For every line that contains the string "blue", pull that line out of the material below.

^^^^

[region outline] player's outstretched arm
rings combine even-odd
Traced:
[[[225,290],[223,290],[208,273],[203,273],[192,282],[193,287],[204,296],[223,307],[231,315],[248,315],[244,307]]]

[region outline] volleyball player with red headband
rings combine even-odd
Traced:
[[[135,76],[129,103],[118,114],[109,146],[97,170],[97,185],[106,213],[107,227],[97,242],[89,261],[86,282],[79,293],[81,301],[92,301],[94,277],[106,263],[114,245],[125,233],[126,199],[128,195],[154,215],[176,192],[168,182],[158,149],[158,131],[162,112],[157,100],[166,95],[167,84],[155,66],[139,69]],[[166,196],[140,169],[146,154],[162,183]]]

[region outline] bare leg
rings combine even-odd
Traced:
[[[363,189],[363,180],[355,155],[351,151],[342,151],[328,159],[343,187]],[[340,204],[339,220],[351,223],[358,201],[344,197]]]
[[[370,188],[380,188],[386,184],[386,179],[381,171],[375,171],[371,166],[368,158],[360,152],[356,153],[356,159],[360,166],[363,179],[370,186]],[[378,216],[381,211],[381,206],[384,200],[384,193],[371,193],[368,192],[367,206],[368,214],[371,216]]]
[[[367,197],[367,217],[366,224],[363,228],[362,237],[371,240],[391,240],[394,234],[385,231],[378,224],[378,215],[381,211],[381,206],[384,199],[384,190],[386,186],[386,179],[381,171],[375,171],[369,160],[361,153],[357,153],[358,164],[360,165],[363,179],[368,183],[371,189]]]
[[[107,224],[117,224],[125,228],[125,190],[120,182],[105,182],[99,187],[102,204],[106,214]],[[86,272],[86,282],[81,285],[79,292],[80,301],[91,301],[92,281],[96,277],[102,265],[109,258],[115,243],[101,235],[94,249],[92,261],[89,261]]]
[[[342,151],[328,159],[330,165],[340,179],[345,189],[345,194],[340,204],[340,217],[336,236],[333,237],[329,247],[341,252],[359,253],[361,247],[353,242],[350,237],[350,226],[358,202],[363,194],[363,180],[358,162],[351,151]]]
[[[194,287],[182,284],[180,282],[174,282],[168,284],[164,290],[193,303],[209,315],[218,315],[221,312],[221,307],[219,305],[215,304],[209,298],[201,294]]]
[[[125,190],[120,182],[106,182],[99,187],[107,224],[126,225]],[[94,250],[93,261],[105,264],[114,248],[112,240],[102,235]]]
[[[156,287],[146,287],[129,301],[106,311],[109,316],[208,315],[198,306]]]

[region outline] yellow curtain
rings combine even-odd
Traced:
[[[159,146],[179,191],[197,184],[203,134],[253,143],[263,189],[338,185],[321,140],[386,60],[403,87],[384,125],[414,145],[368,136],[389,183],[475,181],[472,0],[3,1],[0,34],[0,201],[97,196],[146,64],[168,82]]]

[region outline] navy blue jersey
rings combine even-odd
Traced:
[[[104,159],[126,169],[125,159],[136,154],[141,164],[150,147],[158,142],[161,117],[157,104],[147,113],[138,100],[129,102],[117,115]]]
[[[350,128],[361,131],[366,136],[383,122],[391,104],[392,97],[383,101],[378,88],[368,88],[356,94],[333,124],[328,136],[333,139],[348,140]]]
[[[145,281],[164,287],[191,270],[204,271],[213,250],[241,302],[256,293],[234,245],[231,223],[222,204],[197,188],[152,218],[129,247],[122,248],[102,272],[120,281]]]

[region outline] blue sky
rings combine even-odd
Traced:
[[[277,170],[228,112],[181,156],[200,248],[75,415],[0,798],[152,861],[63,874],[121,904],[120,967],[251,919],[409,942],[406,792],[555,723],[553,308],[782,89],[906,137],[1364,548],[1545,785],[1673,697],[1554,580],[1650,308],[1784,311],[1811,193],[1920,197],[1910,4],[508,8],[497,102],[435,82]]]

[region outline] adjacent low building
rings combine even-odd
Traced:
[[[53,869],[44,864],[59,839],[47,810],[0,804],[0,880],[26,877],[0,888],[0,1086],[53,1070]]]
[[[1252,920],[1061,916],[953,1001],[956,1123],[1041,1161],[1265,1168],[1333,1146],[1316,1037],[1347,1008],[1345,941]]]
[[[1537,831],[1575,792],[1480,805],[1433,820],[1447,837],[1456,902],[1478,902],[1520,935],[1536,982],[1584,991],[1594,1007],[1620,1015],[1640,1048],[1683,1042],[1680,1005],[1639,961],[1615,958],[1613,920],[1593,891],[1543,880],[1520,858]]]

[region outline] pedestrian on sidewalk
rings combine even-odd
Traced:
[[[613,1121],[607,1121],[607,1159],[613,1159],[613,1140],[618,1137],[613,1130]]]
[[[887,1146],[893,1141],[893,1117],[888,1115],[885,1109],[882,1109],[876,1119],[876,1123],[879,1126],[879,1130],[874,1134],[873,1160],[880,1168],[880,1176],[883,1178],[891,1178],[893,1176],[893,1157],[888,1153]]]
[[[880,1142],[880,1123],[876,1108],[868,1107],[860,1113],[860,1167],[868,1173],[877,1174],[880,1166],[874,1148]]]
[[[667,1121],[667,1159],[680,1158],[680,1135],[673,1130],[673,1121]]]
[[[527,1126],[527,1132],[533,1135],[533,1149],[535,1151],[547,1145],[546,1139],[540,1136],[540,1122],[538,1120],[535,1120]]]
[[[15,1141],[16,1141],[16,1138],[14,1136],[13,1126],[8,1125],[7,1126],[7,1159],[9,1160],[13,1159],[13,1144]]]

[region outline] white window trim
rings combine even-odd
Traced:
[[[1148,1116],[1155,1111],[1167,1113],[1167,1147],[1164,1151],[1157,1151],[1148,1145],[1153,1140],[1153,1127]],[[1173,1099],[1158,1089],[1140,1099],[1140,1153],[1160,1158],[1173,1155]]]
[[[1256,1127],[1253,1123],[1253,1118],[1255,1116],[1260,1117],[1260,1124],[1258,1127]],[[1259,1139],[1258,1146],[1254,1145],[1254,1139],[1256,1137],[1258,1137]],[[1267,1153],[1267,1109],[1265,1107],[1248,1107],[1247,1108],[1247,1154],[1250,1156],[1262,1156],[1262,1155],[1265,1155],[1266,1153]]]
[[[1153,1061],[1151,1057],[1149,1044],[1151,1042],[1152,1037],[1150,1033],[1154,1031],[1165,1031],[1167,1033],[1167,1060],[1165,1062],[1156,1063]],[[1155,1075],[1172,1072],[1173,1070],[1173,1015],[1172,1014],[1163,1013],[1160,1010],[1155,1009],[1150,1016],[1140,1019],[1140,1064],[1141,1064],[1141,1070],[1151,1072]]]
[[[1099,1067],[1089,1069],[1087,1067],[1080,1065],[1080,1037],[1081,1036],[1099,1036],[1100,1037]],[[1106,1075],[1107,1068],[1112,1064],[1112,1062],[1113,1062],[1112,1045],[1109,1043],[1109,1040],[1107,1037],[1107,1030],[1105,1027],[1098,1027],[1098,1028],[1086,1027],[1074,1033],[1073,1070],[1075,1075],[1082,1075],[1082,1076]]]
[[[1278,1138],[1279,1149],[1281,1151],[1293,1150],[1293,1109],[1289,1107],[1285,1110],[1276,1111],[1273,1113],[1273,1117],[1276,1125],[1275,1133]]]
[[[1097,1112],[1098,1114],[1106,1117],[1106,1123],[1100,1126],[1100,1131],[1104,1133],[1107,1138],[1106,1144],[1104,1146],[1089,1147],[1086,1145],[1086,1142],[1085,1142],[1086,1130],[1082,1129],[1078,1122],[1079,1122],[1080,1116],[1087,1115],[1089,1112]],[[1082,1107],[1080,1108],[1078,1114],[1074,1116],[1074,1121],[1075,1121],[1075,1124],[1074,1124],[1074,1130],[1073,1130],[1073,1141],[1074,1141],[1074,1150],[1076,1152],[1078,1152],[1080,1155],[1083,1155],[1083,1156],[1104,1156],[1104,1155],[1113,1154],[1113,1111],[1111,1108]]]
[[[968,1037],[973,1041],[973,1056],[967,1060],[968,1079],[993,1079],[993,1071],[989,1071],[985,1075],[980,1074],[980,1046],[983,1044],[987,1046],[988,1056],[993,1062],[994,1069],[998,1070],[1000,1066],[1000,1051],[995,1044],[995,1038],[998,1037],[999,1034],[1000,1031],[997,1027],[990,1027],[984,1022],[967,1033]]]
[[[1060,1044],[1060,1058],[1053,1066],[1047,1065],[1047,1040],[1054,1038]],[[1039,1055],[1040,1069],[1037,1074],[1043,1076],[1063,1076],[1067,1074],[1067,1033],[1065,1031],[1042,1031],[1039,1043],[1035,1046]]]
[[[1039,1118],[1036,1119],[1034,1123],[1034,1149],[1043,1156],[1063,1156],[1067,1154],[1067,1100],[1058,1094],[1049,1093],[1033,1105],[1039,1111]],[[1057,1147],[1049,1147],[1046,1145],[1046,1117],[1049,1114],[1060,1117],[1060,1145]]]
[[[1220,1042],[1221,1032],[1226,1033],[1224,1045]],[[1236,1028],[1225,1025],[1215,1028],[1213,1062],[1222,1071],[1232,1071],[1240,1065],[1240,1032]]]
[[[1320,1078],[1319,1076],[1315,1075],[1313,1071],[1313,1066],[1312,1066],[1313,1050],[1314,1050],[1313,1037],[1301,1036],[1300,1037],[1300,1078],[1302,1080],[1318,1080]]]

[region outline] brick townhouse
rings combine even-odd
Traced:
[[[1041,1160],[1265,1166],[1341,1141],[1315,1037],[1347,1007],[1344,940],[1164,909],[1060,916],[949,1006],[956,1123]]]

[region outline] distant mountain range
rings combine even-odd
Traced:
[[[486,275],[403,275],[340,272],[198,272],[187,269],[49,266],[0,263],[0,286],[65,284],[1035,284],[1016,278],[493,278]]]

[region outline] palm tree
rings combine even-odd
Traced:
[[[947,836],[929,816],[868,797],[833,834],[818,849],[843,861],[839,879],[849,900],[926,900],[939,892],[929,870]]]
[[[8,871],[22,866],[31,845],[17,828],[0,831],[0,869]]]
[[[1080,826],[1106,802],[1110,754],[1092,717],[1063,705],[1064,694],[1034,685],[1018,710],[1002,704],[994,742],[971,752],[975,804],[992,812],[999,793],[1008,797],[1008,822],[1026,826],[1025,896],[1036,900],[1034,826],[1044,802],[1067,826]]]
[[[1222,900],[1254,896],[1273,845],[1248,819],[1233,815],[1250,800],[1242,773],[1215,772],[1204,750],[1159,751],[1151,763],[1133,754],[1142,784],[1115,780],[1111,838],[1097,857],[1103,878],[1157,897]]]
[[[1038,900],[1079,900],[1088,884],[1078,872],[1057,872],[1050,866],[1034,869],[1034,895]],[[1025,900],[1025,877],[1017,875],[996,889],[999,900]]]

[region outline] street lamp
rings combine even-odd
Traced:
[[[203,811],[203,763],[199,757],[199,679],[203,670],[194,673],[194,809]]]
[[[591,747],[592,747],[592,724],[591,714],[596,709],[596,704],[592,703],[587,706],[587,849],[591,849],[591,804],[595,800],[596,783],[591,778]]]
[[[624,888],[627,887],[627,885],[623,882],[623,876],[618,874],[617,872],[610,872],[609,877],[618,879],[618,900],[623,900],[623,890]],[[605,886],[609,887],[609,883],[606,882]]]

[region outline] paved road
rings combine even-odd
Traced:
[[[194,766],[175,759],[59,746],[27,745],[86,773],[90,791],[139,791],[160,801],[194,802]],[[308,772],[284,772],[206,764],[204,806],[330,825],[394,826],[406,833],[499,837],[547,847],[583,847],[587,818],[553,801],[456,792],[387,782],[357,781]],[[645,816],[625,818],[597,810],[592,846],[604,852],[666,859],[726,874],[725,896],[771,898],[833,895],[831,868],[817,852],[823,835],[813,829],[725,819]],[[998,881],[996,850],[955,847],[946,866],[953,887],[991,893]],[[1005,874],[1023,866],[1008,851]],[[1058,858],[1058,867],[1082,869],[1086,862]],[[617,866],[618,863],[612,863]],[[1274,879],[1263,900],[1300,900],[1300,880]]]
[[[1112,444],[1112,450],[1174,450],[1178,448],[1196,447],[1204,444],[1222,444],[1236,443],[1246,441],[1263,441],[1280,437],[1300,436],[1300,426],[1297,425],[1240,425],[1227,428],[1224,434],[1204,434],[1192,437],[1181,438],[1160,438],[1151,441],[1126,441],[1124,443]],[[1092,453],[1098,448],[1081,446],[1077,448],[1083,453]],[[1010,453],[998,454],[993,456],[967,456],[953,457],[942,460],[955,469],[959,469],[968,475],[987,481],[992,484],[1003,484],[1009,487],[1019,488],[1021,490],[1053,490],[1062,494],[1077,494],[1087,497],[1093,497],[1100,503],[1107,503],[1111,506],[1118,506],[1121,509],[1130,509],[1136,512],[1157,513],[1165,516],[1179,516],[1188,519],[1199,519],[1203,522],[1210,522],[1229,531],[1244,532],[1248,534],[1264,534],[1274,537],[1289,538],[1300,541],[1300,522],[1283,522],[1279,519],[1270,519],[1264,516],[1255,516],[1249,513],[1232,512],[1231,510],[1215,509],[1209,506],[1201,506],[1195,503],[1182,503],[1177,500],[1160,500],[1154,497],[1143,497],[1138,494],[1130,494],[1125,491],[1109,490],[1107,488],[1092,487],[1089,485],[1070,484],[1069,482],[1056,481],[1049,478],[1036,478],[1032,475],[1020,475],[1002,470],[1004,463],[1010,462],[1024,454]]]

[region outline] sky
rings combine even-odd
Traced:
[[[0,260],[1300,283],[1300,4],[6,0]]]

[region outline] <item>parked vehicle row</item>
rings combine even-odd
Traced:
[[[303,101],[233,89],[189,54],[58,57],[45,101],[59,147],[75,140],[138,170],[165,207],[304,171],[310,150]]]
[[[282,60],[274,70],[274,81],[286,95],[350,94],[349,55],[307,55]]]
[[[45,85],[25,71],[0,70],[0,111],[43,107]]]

^^^^

* **Solved problem**
[region outline] navy blue jersey
[region outline] blue sky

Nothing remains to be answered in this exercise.